→ **Your assignment**:
Your task is to set down the line containing "the form [220,205]." and every later line of the entries, word for word, including the last.

####################

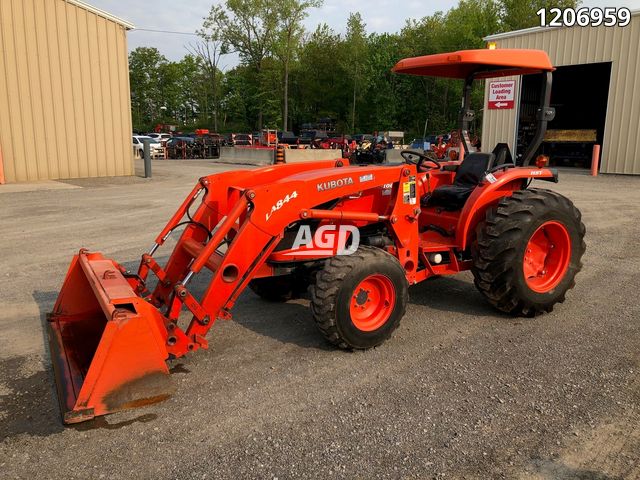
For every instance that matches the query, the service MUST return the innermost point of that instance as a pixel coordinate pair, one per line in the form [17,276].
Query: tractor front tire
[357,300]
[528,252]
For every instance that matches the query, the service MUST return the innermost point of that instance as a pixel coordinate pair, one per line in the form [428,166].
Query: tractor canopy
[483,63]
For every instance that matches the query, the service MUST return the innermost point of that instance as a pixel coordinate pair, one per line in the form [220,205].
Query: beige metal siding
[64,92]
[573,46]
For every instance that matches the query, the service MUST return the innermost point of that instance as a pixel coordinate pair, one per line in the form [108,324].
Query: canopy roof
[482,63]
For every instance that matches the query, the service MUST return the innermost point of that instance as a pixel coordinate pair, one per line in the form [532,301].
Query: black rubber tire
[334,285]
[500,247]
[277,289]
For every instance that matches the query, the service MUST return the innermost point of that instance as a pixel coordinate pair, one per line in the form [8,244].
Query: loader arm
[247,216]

####################

→ **Solution to this task**:
For every instance that matches the query, the service MUST return the innermost point of that instance as a pixel coordinate pair, one per line in the form [220,205].
Query: beige metal siding
[64,92]
[573,46]
For every instance that matches the query, the service MUST return the innermost point of that instance as a pixel coordinate pair, one per line in the form [108,324].
Query: canopy roof
[482,63]
For every instance that matches the query, the service MUST return the innermost point of that instance as a pixel coordinate pair, one per line in the form [532,301].
Query: black rubber tire
[334,285]
[500,247]
[277,289]
For every instance that matches the query, the service MUST return the innermost point of that instance as a pixel coordinate pair, one per line in the form [8,244].
Query: loader arm
[247,216]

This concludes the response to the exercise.